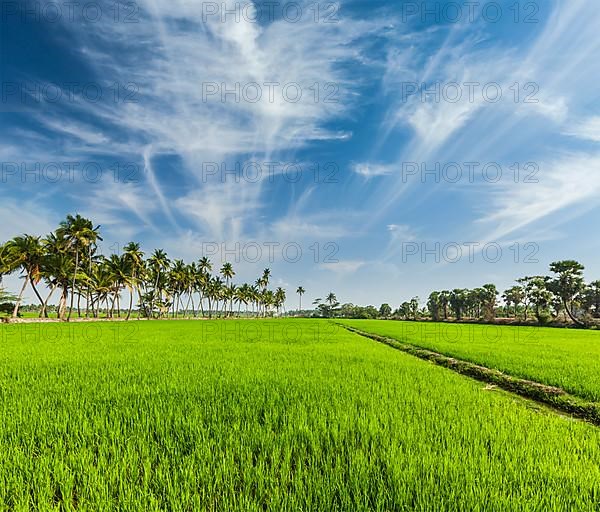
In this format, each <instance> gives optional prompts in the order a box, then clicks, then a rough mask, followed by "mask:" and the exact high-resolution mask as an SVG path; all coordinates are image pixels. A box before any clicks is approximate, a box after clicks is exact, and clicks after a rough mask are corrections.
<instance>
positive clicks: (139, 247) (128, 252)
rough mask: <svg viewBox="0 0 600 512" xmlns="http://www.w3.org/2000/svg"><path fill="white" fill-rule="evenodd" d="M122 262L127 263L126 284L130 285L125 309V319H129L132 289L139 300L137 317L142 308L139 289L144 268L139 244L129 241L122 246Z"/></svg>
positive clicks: (139, 288)
mask: <svg viewBox="0 0 600 512" xmlns="http://www.w3.org/2000/svg"><path fill="white" fill-rule="evenodd" d="M123 258H124V263H126V264H127V270H128V273H127V286H128V287H131V289H130V292H129V293H130V295H129V309H128V310H127V317H126V319H127V320H129V317H130V316H131V310H132V308H133V290H135V291H136V293H137V296H138V302H139V309H138V318H139V317H140V312H141V310H142V293H141V291H140V281H141V280H142V277H143V270H144V253H143V252H142V251H141V250H140V244H138V243H135V242H129V243H128V244H127V245H126V246H125V247H123Z"/></svg>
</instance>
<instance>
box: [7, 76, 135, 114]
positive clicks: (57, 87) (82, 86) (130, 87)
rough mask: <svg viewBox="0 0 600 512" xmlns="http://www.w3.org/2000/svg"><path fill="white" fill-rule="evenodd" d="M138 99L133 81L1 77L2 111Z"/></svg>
mask: <svg viewBox="0 0 600 512" xmlns="http://www.w3.org/2000/svg"><path fill="white" fill-rule="evenodd" d="M139 101H140V87H139V86H138V85H137V84H136V83H134V82H125V83H120V82H112V83H108V82H106V83H100V82H94V81H89V82H60V83H58V82H38V81H3V82H1V83H0V110H3V111H10V110H19V109H22V108H31V107H48V106H50V105H70V106H72V105H78V104H82V103H83V104H85V103H92V104H97V103H100V102H106V103H114V104H118V105H122V104H127V103H138V102H139Z"/></svg>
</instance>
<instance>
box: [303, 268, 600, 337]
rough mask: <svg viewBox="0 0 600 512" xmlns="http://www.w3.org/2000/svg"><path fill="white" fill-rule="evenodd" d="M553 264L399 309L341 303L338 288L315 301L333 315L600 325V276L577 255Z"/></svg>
mask: <svg viewBox="0 0 600 512" xmlns="http://www.w3.org/2000/svg"><path fill="white" fill-rule="evenodd" d="M549 270H550V272H551V275H548V276H528V277H523V278H521V279H518V280H517V281H516V283H517V284H516V285H514V286H511V287H510V288H508V289H507V290H505V291H504V292H503V293H502V294H501V295H500V293H499V292H498V289H497V288H496V286H495V285H494V284H485V285H483V286H481V287H478V288H474V289H466V288H460V289H454V290H442V291H433V292H431V293H430V295H429V297H428V299H427V303H426V304H425V305H424V306H422V305H421V302H420V299H419V297H414V298H412V299H411V300H410V301H406V302H403V303H402V304H401V305H400V306H399V307H398V308H397V309H396V310H393V309H392V307H391V306H390V305H389V304H387V303H386V304H382V305H381V306H380V307H379V308H376V307H375V306H357V305H354V304H342V305H340V304H339V302H338V301H337V298H336V297H335V294H333V293H331V294H330V295H329V296H328V297H327V299H326V300H325V301H321V299H317V301H315V305H316V306H317V309H316V310H315V312H314V313H313V314H314V316H319V317H327V318H332V317H340V318H364V319H375V318H383V319H396V320H413V321H418V320H432V321H458V322H460V321H483V322H496V321H499V320H500V319H504V320H510V321H513V322H525V323H531V322H536V323H538V324H540V325H548V324H552V323H555V324H561V325H564V324H571V325H576V326H578V327H595V326H600V281H593V282H591V283H586V282H585V280H584V276H583V271H584V270H585V268H584V266H583V265H582V264H581V263H579V262H577V261H573V260H565V261H557V262H554V263H552V264H551V265H550V269H549ZM499 296H500V297H499ZM499 298H501V299H502V301H501V302H500V301H499Z"/></svg>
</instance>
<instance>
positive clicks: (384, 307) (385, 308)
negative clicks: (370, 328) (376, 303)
mask: <svg viewBox="0 0 600 512" xmlns="http://www.w3.org/2000/svg"><path fill="white" fill-rule="evenodd" d="M391 315H392V308H391V306H390V305H389V304H382V305H381V307H380V308H379V316H380V317H382V318H388V317H390V316H391Z"/></svg>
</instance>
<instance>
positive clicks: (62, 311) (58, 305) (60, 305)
mask: <svg viewBox="0 0 600 512" xmlns="http://www.w3.org/2000/svg"><path fill="white" fill-rule="evenodd" d="M68 294H69V292H68V291H67V284H66V283H65V284H64V285H63V289H62V293H61V295H60V302H59V304H58V318H59V319H60V320H63V321H64V320H66V318H65V314H66V309H67V296H68Z"/></svg>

○ ○ ○

Exercise |
In your copy, include no pictures; print every line above exactly.

Written response |
In this format, each <instance> gives optional prompts in the order a box, then clicks, then a rough mask, followed by "mask:" and the exact high-resolution mask as an SVG path; all coordinates are image pixels. A box before any clicks is approximate, a box after clicks is exact, and clicks after a rough mask are corrections.
<instance>
positive clicks: (139, 247) (128, 252)
rough mask: <svg viewBox="0 0 600 512" xmlns="http://www.w3.org/2000/svg"><path fill="white" fill-rule="evenodd" d="M122 262L127 263L126 284L130 285L125 309V319H129L132 289L139 300L137 317L142 308L139 289L144 268L139 244L129 241L122 246Z"/></svg>
positive clicks: (139, 288)
mask: <svg viewBox="0 0 600 512" xmlns="http://www.w3.org/2000/svg"><path fill="white" fill-rule="evenodd" d="M123 258H124V263H126V264H127V270H128V273H127V286H128V287H131V289H130V292H129V293H130V295H129V309H128V310H127V317H126V319H127V320H129V317H130V316H131V310H132V308H133V290H135V291H136V293H137V296H138V302H139V309H138V318H139V317H140V312H141V310H142V293H141V291H140V281H141V280H142V277H143V270H144V253H143V252H142V251H141V250H140V244H138V243H135V242H129V243H128V244H127V245H126V246H125V247H123Z"/></svg>
</instance>
<instance>
box: [7, 76, 135, 114]
positive clicks: (57, 87) (82, 86) (130, 87)
rough mask: <svg viewBox="0 0 600 512" xmlns="http://www.w3.org/2000/svg"><path fill="white" fill-rule="evenodd" d="M138 99L133 81L1 77L2 111Z"/></svg>
mask: <svg viewBox="0 0 600 512" xmlns="http://www.w3.org/2000/svg"><path fill="white" fill-rule="evenodd" d="M139 101H140V87H139V86H138V85H137V84H136V83H134V82H125V83H120V82H112V83H108V82H106V83H100V82H94V81H89V82H60V83H58V82H38V81H3V82H1V83H0V110H3V111H10V110H19V109H22V108H31V107H48V106H50V105H70V106H72V105H78V104H82V103H83V104H85V103H92V104H97V103H100V102H106V103H114V104H118V105H122V104H127V103H138V102H139Z"/></svg>
</instance>
<instance>
box: [303, 268, 600, 337]
rough mask: <svg viewBox="0 0 600 512" xmlns="http://www.w3.org/2000/svg"><path fill="white" fill-rule="evenodd" d="M553 264L399 309L341 303L338 288L315 301L333 315L600 325V276L577 255Z"/></svg>
mask: <svg viewBox="0 0 600 512" xmlns="http://www.w3.org/2000/svg"><path fill="white" fill-rule="evenodd" d="M549 270H550V272H551V275H548V276H528V277H523V278H521V279H518V280H517V281H516V283H517V284H516V285H514V286H511V287H510V288H508V289H507V290H505V291H504V292H503V293H502V294H501V295H500V293H499V292H498V289H497V288H496V286H495V285H494V284H485V285H483V286H481V287H478V288H474V289H466V288H460V289H454V290H442V291H433V292H431V293H430V295H429V297H428V299H427V303H426V304H425V305H424V306H422V305H421V302H420V299H419V297H414V298H412V299H411V300H410V301H406V302H403V303H402V304H401V305H400V306H399V307H398V308H397V309H396V310H393V309H392V307H391V306H390V305H389V304H387V303H386V304H382V305H381V306H380V307H379V308H376V307H375V306H357V305H354V304H342V305H340V304H339V302H338V301H337V298H336V297H335V294H333V293H331V294H330V295H329V296H328V297H327V299H326V300H325V301H321V299H317V301H315V305H316V306H317V309H316V310H315V312H314V313H313V314H314V316H319V317H327V318H332V317H340V318H364V319H375V318H383V319H396V320H413V321H418V320H432V321H458V322H460V321H483V322H496V321H499V320H500V319H504V320H510V321H513V322H525V323H531V322H536V323H538V324H540V325H548V324H552V323H555V324H561V325H564V324H571V325H576V326H578V327H595V326H600V281H593V282H591V283H586V282H585V280H584V276H583V271H584V270H585V268H584V266H583V265H582V264H581V263H579V262H577V261H573V260H565V261H557V262H554V263H552V264H551V265H550V269H549ZM499 296H500V297H499ZM499 298H501V299H502V301H501V302H500V301H499Z"/></svg>
</instance>
<instance>
positive clicks: (384, 307) (385, 308)
negative clicks: (370, 328) (376, 303)
mask: <svg viewBox="0 0 600 512" xmlns="http://www.w3.org/2000/svg"><path fill="white" fill-rule="evenodd" d="M391 315H392V308H391V306H390V305H389V304H382V305H381V307H380V308H379V316H380V317H382V318H388V317H390V316H391Z"/></svg>
</instance>
<instance>
positive clicks: (62, 311) (58, 305) (60, 305)
mask: <svg viewBox="0 0 600 512" xmlns="http://www.w3.org/2000/svg"><path fill="white" fill-rule="evenodd" d="M68 294H69V292H68V291H67V284H66V283H65V284H64V285H63V289H62V293H61V295H60V302H59V304H58V318H59V319H60V320H63V321H64V320H66V318H65V314H66V309H67V296H68Z"/></svg>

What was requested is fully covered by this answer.